Data shown -
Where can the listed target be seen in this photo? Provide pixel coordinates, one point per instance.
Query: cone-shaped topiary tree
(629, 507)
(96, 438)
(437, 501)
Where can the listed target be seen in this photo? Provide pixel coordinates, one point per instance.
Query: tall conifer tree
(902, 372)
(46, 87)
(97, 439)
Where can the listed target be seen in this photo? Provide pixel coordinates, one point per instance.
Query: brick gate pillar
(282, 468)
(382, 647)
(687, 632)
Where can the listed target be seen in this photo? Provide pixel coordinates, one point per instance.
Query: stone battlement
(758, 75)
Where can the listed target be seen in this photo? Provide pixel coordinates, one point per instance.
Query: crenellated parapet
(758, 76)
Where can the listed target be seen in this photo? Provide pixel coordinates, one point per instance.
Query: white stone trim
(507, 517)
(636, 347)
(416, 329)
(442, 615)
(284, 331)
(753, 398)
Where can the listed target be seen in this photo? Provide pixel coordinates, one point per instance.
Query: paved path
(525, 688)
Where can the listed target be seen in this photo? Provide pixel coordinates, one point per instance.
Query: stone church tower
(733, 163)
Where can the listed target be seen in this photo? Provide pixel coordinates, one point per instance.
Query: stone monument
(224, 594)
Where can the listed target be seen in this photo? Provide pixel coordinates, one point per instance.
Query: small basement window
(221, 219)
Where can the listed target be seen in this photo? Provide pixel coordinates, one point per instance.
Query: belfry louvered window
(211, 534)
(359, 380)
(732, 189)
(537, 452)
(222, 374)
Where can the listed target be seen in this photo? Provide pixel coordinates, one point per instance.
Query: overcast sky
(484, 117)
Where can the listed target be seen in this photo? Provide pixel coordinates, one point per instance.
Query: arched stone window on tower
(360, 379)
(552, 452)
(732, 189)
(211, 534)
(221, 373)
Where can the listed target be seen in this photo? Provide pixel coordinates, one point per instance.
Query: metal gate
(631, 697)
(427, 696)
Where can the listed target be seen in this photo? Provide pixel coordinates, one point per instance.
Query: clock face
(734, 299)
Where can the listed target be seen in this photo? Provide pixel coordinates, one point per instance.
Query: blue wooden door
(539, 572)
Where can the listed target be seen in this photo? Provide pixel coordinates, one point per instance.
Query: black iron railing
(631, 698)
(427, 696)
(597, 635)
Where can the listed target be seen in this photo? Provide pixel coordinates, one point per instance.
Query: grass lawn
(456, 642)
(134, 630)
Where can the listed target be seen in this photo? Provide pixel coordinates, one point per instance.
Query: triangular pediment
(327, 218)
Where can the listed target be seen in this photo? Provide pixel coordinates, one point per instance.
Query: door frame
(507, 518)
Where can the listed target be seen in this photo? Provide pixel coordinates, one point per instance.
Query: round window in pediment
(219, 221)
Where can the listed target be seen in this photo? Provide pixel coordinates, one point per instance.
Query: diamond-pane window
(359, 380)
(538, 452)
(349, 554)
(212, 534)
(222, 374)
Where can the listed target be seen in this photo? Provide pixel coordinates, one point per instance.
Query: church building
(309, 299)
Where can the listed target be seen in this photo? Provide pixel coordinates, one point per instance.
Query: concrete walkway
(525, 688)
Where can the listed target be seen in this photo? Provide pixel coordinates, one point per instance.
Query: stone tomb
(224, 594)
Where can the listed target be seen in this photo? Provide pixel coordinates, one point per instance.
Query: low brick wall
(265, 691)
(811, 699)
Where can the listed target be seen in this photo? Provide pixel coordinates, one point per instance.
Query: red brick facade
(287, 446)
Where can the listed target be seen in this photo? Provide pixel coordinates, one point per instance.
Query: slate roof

Objective -
Reproduce the data shown above exactly.

Problem solution -
Where can the listed target be seen in this photo? Provide pixel coordinates, one point per instance.
Query: cone-shaped topiary tree
(629, 507)
(96, 438)
(437, 501)
Where can the listed target be seen in this photo? Provide pixel coordinates, one point per instance.
Query: tall conifer tree
(902, 372)
(46, 87)
(97, 439)
Where can the listed target be seen in this photo? Provide pixel coordinates, one point per instance.
Query: brick gate pillar
(282, 468)
(382, 647)
(687, 632)
Where can the listed target be seen in this photo? Provide pixel coordinates, one point per instance.
Query: stone battlement
(758, 75)
Where can the listed target be seen in this photo? Provide pixel coordinates, one point per instance.
Query: crenellated parapet
(758, 76)
Where can the listed target be seen in this photo? Provide pixel coordinates, one point per instance.
Query: white stone trim
(507, 517)
(636, 347)
(416, 329)
(442, 615)
(284, 331)
(753, 398)
Where can the listed target be seen in this photo? Provide pixel coordinates, one point per instance.
Query: paved path
(525, 688)
Where can the listed target be seen in this photo? Provide pixel coordinates, one point per instance.
Query: stone church tower
(733, 163)
Where can the listed target be seen in this photo? Provide pixel coordinates, one point per instance.
Query: stone monument
(224, 594)
Where can the listed target be seen in this photo? Provide pixel coordinates, one point per instance.
Query: small basement window
(221, 219)
Where can the listed target be seen in this photo? Provide pixel coordinates, one point per instance.
Query: belfry louvered window
(211, 534)
(359, 380)
(732, 189)
(537, 452)
(222, 374)
Where can the listed target be seen in this photo? Provide pixel coordinates, one point per instance.
Query: overcast sky
(484, 117)
Where can the listed target be seen in this photo? Provide pixel coordinates, one point per instance.
Query: arched stone window on tower
(360, 379)
(552, 452)
(732, 189)
(211, 534)
(221, 373)
Where can the listed target be seen in this photo? Provide pixel coordinates, one point per instance.
Query: metal gate
(631, 697)
(427, 696)
Where can the listed target be seen in this photo? Provide pixel coordinates, one point per instance.
Query: clock face
(734, 299)
Where can the listed target be seen in this photo? Provide pixel coordinates, one point per instance.
Query: blue wooden door
(539, 572)
Where can the listed target be seen in this photo? Provide pixel coordinates, one point per instance.
Query: black iron railing
(631, 698)
(427, 696)
(597, 635)
Where can the listed target be seen in this photo? Provide pixel coordinates, one point per instance.
Query: grass lawn
(456, 642)
(134, 630)
Where can the listed target be seen in this photo? Provide pixel coordinates, one point per instance.
Query: triangular pediment
(327, 218)
Where can the listed target be seen in this photo? Provide pixel coordinates, one point per instance.
Query: door frame
(507, 518)
Where can the listed target be seen in this photo? Provide pixel coordinates, one point per instance.
Query: round window in pediment
(219, 221)
Where can the listed target be seen in this photo? Provide pixel coordinates, one point per instance.
Query: diamond-pane window
(359, 380)
(538, 452)
(349, 554)
(212, 534)
(222, 374)
Where can the listed target be seen in this photo? Provide pixel coordinates, one point per instance.
Query: church building
(309, 299)
Where can the listed target be seen in this photo? Provide pixel coordinates, one point per instance.
Query: concrete walkway
(525, 688)
Where can the listed target be seen in this photo? Provide pixel coordinates, one point per instance.
Query: stone tomb
(224, 594)
Where can the listed target be seen in this photo? Provide pixel coordinates, one point per instance.
Query: low brick wall
(265, 691)
(811, 699)
Where can the listed target be seen in this photo? Provide pixel coordinates, one point per instance.
Query: red brick facade
(287, 446)
Where can the listed target be seen in this photo? Provide pixel coordinates, one point per instance.
Query: slate roof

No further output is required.